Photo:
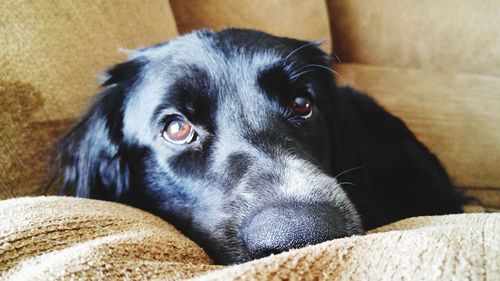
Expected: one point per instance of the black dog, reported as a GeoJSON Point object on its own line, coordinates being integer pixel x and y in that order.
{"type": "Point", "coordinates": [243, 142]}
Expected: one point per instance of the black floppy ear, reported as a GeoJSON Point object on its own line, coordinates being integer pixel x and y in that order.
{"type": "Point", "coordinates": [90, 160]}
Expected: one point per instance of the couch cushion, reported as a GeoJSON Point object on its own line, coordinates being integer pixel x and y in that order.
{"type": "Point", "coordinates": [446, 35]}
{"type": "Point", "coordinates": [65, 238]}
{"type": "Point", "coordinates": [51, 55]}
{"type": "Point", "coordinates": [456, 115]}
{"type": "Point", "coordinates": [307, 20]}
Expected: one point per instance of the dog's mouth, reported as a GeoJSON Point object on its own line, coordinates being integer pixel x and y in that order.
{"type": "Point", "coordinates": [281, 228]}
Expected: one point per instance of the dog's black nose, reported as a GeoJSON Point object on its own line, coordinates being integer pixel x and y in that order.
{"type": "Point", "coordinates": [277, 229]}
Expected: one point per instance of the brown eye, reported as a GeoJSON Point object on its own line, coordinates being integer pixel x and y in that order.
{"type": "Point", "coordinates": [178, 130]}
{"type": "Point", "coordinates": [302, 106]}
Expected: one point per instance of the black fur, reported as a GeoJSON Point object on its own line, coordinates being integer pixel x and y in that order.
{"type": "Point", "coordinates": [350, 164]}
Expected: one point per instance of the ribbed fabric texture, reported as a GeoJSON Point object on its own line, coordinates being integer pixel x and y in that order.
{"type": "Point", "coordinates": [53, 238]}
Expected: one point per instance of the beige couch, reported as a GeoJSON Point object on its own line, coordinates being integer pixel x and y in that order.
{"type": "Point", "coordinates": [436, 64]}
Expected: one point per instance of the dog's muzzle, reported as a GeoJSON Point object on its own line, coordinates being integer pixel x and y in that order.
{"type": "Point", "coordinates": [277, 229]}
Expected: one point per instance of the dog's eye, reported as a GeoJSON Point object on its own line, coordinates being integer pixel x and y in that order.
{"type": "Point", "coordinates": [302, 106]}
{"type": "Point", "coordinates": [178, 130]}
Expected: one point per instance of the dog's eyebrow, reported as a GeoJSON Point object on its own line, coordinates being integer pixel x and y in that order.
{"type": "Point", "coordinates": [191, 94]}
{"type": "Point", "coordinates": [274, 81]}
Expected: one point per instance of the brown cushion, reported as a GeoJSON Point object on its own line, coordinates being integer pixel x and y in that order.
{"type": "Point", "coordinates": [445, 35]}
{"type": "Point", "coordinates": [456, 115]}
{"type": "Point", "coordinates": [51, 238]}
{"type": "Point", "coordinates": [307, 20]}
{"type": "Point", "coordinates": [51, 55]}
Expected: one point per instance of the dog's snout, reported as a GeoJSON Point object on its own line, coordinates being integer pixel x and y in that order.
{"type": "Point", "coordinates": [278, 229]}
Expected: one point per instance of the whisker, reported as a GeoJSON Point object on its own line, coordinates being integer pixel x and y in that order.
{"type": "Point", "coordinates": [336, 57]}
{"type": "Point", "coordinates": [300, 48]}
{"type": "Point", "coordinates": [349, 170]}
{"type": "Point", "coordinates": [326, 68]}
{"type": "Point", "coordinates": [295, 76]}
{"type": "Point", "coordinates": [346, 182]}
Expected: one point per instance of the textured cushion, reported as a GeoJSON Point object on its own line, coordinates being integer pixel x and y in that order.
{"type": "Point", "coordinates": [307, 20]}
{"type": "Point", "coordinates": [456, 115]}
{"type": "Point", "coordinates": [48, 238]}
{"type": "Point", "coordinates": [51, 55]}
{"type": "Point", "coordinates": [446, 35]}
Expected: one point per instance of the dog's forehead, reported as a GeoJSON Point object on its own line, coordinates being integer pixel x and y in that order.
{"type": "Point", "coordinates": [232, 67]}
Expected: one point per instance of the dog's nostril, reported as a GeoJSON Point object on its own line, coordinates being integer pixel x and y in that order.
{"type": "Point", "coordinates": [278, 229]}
---
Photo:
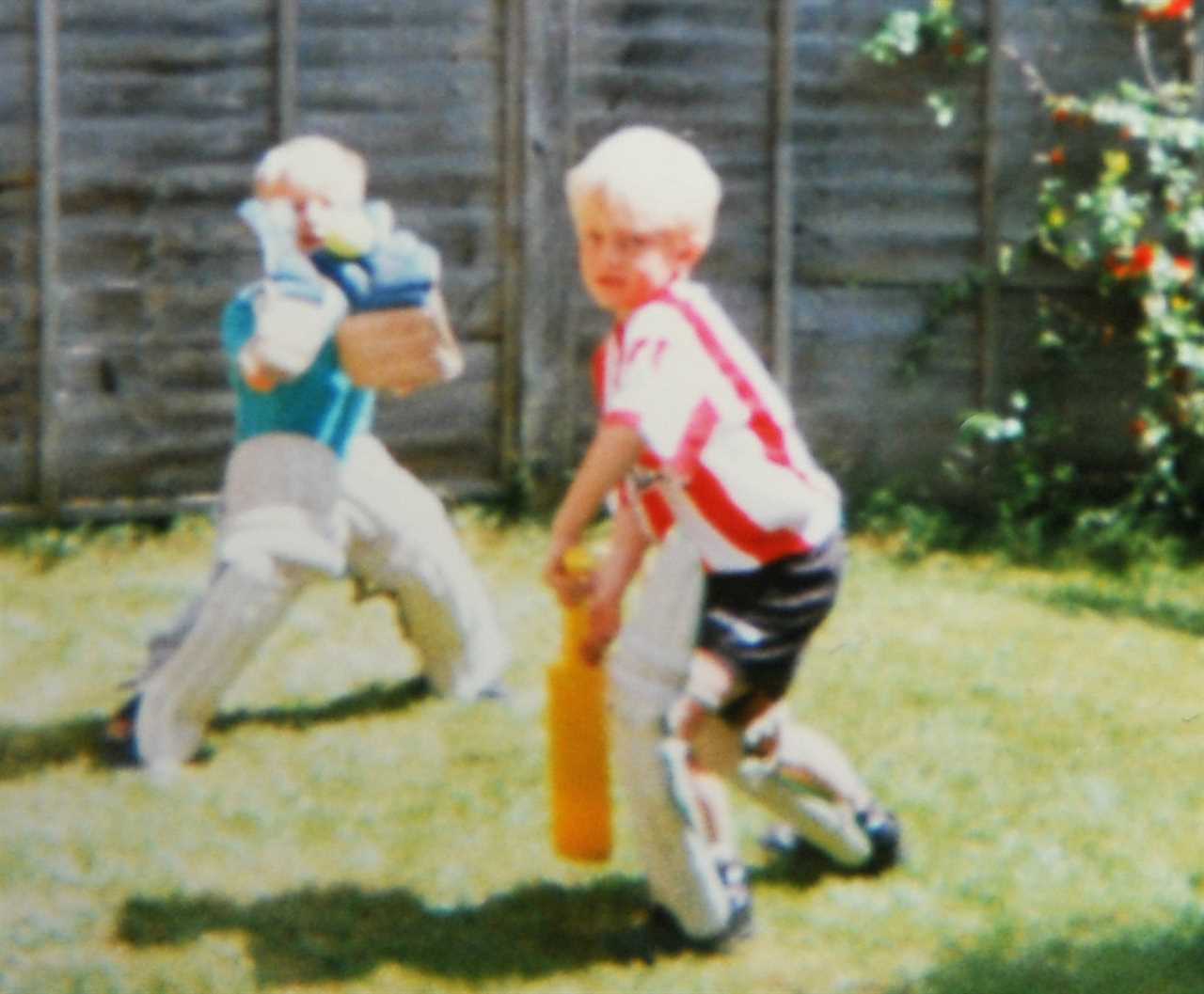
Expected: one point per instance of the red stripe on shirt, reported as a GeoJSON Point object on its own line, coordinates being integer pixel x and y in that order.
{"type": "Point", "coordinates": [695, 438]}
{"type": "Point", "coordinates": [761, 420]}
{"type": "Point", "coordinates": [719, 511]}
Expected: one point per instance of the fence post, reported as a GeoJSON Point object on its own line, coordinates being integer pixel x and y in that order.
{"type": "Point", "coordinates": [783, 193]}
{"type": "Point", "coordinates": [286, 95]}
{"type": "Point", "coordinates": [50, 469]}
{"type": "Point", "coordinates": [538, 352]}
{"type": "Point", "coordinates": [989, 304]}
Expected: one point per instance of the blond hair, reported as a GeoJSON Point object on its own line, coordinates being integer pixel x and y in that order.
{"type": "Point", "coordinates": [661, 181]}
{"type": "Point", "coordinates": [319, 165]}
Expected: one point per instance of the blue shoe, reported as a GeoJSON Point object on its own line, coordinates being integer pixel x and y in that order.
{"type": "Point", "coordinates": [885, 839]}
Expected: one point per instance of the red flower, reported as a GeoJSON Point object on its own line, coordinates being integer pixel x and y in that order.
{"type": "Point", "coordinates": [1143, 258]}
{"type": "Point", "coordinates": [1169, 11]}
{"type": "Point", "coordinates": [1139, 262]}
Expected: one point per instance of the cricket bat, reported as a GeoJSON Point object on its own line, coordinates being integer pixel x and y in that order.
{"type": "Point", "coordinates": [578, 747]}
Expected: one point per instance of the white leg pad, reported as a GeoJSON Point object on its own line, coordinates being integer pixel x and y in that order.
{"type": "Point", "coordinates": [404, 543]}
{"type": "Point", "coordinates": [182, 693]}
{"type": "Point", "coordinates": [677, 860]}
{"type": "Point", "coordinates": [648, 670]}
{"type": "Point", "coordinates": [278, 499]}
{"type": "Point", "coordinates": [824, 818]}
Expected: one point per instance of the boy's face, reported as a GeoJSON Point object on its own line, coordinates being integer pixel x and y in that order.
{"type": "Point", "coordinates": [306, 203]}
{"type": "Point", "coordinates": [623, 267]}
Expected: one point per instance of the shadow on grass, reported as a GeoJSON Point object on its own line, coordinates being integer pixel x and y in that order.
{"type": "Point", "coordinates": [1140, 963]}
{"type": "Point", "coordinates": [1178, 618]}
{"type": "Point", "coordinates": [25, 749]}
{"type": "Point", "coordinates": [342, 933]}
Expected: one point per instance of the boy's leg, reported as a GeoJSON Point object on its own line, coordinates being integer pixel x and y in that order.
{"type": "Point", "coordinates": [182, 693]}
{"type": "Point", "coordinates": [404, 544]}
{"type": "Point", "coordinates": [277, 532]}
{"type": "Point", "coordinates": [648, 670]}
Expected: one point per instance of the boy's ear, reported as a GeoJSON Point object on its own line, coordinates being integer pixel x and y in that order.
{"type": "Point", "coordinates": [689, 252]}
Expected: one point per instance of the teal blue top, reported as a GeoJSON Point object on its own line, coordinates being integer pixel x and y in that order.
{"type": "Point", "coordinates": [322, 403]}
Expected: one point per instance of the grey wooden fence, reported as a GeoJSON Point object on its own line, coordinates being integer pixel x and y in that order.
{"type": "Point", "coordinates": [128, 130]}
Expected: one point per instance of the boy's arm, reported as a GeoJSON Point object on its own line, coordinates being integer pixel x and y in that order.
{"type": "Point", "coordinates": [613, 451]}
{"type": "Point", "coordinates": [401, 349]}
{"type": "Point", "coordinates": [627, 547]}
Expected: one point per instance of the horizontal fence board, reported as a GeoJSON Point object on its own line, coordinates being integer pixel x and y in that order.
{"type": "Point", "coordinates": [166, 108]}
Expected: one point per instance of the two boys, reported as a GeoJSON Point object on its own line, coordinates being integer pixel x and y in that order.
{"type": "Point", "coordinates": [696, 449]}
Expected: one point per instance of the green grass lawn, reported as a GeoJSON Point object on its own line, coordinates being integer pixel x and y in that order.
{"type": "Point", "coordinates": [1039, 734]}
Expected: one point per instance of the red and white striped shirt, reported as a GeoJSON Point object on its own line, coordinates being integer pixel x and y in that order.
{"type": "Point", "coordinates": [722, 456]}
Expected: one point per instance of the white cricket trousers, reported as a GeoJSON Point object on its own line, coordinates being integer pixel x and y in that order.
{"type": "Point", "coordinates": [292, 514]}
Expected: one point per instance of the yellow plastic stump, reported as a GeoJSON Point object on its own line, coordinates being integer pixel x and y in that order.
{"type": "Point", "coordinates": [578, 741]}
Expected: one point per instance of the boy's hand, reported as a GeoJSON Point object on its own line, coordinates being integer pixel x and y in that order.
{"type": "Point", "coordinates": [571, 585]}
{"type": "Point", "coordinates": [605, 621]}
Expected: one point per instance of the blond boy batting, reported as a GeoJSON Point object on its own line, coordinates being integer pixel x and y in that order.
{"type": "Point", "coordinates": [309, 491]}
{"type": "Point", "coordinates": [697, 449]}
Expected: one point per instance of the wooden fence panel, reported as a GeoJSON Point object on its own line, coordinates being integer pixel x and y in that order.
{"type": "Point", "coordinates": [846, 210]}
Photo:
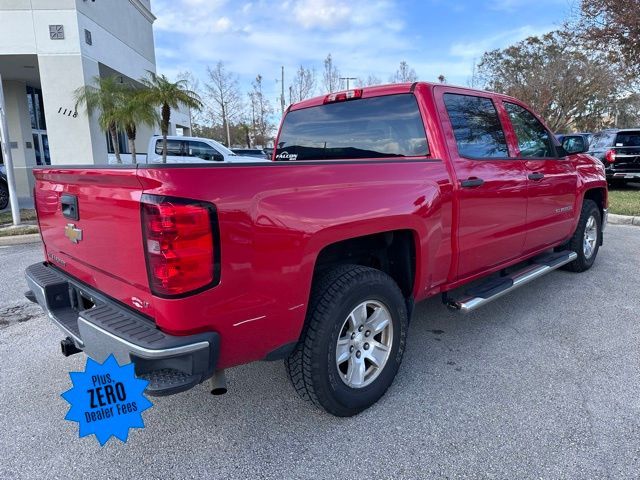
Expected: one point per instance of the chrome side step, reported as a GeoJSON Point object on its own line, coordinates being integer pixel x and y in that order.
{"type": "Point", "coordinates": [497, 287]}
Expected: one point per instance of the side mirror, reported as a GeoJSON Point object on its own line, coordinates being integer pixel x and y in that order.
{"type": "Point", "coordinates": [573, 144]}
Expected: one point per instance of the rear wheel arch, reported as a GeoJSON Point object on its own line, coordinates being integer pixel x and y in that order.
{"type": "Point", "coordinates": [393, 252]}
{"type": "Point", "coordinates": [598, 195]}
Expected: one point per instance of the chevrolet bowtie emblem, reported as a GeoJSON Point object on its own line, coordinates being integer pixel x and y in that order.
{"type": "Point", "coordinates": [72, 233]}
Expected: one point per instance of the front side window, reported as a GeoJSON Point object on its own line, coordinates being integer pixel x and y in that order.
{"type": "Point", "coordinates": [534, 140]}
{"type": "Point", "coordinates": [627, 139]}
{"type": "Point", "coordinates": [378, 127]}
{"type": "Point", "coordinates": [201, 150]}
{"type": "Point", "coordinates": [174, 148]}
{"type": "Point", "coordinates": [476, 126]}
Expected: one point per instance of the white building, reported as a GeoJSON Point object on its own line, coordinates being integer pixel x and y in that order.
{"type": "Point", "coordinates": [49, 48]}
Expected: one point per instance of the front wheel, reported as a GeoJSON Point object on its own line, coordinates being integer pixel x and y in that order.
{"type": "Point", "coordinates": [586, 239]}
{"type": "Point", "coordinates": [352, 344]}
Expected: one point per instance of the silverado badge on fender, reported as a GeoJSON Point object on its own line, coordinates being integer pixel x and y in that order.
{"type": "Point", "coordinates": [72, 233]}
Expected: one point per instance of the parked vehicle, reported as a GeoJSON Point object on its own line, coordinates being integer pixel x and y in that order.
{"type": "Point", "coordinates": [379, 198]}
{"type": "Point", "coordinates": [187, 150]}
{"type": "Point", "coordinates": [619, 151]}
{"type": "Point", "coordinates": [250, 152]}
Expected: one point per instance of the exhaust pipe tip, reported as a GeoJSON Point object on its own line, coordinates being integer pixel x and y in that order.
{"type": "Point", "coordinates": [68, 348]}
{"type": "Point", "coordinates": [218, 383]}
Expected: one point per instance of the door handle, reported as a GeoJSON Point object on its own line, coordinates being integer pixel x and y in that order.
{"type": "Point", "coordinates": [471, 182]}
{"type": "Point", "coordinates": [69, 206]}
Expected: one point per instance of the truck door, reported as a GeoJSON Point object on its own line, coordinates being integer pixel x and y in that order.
---
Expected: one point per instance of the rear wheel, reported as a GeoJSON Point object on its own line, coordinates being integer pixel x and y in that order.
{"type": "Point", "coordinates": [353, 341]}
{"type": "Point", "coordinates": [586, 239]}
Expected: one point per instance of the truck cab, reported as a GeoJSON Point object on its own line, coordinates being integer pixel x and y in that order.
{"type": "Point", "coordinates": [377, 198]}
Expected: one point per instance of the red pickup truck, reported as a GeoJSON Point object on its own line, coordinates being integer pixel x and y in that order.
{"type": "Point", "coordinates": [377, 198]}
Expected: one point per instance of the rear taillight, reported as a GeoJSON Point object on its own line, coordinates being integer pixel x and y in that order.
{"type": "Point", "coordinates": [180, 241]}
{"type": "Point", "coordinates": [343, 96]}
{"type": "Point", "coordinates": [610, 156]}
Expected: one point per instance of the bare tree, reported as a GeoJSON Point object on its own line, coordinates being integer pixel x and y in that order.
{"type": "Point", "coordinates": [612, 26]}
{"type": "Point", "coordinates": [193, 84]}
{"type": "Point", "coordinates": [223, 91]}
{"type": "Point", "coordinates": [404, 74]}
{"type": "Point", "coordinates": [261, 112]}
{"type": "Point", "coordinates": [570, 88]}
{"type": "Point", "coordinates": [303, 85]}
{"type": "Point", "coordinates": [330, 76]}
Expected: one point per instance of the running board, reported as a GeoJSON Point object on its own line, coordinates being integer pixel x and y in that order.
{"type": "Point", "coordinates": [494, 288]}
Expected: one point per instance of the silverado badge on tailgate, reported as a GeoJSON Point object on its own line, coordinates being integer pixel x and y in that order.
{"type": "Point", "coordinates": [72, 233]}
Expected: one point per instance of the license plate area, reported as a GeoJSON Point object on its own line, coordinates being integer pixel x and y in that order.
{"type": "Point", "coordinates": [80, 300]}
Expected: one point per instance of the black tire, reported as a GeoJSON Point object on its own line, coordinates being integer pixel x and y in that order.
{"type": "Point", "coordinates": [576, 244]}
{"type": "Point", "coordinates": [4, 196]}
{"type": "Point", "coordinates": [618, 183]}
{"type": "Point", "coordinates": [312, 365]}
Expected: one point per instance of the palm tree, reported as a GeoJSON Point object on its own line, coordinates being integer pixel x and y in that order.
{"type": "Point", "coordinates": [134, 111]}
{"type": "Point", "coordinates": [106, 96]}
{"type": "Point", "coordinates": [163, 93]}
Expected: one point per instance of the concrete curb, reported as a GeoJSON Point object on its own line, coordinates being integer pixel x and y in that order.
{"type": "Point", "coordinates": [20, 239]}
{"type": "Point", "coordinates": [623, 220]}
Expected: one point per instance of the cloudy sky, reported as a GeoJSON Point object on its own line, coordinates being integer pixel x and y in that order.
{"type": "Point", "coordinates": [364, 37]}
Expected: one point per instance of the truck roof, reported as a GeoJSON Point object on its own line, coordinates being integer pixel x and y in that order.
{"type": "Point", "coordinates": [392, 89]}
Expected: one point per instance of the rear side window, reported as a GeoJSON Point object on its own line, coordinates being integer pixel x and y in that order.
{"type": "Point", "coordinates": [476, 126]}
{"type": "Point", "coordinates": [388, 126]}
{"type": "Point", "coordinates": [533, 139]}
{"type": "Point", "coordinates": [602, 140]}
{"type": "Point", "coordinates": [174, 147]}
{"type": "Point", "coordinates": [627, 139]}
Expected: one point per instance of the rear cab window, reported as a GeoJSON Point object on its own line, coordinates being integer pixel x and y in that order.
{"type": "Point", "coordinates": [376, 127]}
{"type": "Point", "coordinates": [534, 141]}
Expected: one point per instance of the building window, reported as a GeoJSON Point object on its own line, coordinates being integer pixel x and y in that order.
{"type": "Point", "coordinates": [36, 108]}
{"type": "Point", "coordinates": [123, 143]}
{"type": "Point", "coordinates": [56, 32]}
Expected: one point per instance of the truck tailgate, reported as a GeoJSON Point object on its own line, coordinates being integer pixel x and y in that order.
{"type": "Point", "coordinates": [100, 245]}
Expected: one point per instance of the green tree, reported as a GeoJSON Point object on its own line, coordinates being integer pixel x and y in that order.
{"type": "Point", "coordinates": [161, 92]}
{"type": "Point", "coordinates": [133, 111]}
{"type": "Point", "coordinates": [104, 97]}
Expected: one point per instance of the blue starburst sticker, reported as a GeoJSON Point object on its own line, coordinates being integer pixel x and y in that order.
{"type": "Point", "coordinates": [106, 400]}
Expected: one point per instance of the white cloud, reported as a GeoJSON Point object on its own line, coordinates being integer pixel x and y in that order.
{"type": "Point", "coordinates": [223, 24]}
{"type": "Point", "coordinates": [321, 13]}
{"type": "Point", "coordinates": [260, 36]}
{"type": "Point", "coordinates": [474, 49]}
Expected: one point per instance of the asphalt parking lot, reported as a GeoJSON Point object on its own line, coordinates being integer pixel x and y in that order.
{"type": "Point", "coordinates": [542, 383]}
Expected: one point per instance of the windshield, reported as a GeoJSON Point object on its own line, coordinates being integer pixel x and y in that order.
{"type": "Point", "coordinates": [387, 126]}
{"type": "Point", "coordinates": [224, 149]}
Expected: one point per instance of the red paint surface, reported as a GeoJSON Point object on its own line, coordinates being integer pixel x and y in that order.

수행 과제: 위 자료에서 다음 단어가 들어 있는 줄을 모두 나열하십시오: "green". 대소문자를 구분합니다.

과제 정답:
Expected: one point per instance of the green grass lawn, reported as a GeoJSON Point object on its own line, coordinates being integer pixel x and y in that order.
Expected: one point per instance of the green tree, reported as a GeoJSON Point object on its own line, coordinates being integer pixel x and y in that order.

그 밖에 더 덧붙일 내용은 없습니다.